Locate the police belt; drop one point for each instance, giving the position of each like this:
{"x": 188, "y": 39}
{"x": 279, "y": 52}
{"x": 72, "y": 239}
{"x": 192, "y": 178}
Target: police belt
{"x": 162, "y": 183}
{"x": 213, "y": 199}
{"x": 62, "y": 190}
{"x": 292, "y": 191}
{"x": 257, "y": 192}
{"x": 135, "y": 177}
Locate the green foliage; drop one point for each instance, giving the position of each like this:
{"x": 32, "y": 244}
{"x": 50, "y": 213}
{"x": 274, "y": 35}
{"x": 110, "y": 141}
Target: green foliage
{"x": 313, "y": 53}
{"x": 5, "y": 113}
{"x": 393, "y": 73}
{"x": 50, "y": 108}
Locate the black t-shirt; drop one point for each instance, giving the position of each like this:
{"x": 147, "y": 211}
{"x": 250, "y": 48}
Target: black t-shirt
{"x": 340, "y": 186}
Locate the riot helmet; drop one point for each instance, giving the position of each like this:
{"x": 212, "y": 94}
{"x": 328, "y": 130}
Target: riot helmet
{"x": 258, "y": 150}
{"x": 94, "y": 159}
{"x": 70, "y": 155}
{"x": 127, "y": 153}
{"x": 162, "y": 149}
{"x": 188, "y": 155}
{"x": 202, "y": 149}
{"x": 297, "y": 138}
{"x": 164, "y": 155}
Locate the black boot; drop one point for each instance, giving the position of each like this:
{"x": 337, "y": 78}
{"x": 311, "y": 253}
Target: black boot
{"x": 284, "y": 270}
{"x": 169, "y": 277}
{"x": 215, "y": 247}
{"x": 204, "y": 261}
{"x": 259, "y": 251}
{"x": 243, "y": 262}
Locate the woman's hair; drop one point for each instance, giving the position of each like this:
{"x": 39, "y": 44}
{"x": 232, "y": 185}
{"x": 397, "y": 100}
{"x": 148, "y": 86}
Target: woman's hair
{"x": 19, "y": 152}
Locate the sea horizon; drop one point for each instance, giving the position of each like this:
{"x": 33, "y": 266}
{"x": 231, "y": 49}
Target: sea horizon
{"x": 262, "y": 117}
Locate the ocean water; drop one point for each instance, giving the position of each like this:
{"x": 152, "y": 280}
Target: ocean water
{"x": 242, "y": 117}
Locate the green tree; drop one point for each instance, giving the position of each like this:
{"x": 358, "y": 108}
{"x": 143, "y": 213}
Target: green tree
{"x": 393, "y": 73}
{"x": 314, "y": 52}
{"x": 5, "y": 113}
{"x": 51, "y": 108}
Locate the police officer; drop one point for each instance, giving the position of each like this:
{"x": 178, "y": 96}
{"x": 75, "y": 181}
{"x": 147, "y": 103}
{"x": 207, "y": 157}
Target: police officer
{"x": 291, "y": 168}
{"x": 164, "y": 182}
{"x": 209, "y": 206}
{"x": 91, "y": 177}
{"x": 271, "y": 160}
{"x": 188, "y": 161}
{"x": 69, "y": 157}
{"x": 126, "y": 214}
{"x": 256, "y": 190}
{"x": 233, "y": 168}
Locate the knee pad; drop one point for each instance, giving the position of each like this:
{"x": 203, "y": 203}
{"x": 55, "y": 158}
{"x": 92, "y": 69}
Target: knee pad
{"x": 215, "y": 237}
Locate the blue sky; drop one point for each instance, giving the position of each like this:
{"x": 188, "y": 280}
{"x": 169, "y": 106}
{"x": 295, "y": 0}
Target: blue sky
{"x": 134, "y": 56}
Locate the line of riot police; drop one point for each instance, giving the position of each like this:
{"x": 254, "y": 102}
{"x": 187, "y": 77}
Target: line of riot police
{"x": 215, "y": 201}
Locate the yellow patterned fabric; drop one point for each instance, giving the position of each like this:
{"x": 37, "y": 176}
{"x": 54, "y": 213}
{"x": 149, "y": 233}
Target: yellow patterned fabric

## Stated task:
Copy the records above exactly.

## Exercise response:
Locate the police belt; drop one point for each instance, giving the position of each like this:
{"x": 188, "y": 39}
{"x": 279, "y": 52}
{"x": 72, "y": 239}
{"x": 192, "y": 178}
Target: police belt
{"x": 162, "y": 183}
{"x": 213, "y": 199}
{"x": 62, "y": 190}
{"x": 292, "y": 191}
{"x": 257, "y": 192}
{"x": 135, "y": 177}
Locate the green foliage; drop one point for each instance, giving the position of each like this:
{"x": 32, "y": 244}
{"x": 50, "y": 213}
{"x": 274, "y": 35}
{"x": 110, "y": 141}
Target: green foliage
{"x": 313, "y": 53}
{"x": 5, "y": 113}
{"x": 393, "y": 73}
{"x": 50, "y": 108}
Locate the black t-shirt; drop one point for each instance, giving the position of each like this:
{"x": 147, "y": 211}
{"x": 250, "y": 48}
Target: black t-shirt
{"x": 340, "y": 186}
Locate the riot helmet; drop one point for each instance, giving the position of each like this:
{"x": 212, "y": 94}
{"x": 328, "y": 130}
Target: riot helmet
{"x": 258, "y": 150}
{"x": 94, "y": 159}
{"x": 70, "y": 155}
{"x": 127, "y": 153}
{"x": 162, "y": 149}
{"x": 188, "y": 155}
{"x": 202, "y": 149}
{"x": 297, "y": 138}
{"x": 164, "y": 155}
Locate the black boot; drop one point for each instance, giving the position of each like this:
{"x": 337, "y": 78}
{"x": 311, "y": 253}
Target: black boot
{"x": 284, "y": 270}
{"x": 169, "y": 277}
{"x": 215, "y": 247}
{"x": 204, "y": 261}
{"x": 259, "y": 251}
{"x": 243, "y": 262}
Locate the woman's hair; drop one point for each instance, giving the position of each like this:
{"x": 39, "y": 44}
{"x": 232, "y": 185}
{"x": 397, "y": 100}
{"x": 148, "y": 86}
Target: woman's hair
{"x": 19, "y": 152}
Locate the sea horizon; drop one point for each instance, giving the position of each like this:
{"x": 33, "y": 266}
{"x": 231, "y": 49}
Target: sea horizon
{"x": 262, "y": 117}
Locate the ocean water; drop one point for each instance, giving the position of each like this:
{"x": 152, "y": 280}
Target: ocean water
{"x": 242, "y": 117}
Locate the green tree; drop one point for each instance, giving the position of each like this:
{"x": 358, "y": 108}
{"x": 143, "y": 213}
Target: green tree
{"x": 393, "y": 73}
{"x": 314, "y": 52}
{"x": 5, "y": 113}
{"x": 51, "y": 108}
Locate the police officer; drop one point for each instance, giving the position of each like this:
{"x": 178, "y": 96}
{"x": 75, "y": 181}
{"x": 147, "y": 103}
{"x": 207, "y": 157}
Target: police officer
{"x": 291, "y": 168}
{"x": 164, "y": 182}
{"x": 209, "y": 206}
{"x": 91, "y": 177}
{"x": 271, "y": 160}
{"x": 188, "y": 161}
{"x": 69, "y": 157}
{"x": 126, "y": 214}
{"x": 256, "y": 190}
{"x": 233, "y": 168}
Locate the knee pad; drop one point for each instance, giving the position of each like this:
{"x": 203, "y": 203}
{"x": 55, "y": 158}
{"x": 92, "y": 69}
Target: knee pad
{"x": 215, "y": 237}
Locate the blue sky; drop one point for each instance, giving the position of each like this:
{"x": 188, "y": 280}
{"x": 169, "y": 106}
{"x": 295, "y": 0}
Target: blue sky
{"x": 134, "y": 56}
Locate the line of riot police; drop one point for each instance, giving the position of each like this:
{"x": 254, "y": 102}
{"x": 187, "y": 77}
Target: line of riot police
{"x": 215, "y": 201}
Locate the yellow patterned fabric; drop one point for each instance, giving the position of each like this:
{"x": 37, "y": 176}
{"x": 54, "y": 213}
{"x": 149, "y": 233}
Target: yellow patterned fabric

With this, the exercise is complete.